*** DATASET Section Begins ***

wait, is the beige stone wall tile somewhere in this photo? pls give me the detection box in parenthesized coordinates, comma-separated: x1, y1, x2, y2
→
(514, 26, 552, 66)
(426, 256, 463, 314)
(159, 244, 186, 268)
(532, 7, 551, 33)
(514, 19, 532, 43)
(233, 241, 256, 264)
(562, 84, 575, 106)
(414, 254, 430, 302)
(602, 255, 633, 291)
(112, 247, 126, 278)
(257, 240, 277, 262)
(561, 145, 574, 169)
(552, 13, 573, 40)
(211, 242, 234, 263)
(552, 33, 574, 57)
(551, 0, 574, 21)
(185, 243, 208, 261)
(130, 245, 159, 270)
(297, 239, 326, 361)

*** DATASET Section Ends ***

_WORK TASK_. The answer should consist of every entry, repeated word for word.

_OUTPUT OF THE EXERCISE_.
wait, is the beige stone wall tile somewhere in this photo? pls give me the detection box in parenthesized coordinates, comma-separated: x1, y1, x2, y2
→
(514, 26, 552, 66)
(426, 256, 463, 314)
(159, 244, 186, 268)
(532, 7, 551, 33)
(514, 19, 532, 43)
(233, 241, 256, 264)
(562, 84, 575, 106)
(414, 254, 430, 302)
(602, 255, 633, 291)
(112, 247, 126, 278)
(257, 240, 277, 262)
(561, 145, 574, 169)
(552, 13, 573, 40)
(211, 242, 234, 263)
(552, 33, 574, 57)
(551, 0, 574, 21)
(185, 243, 208, 261)
(130, 245, 159, 270)
(297, 239, 326, 361)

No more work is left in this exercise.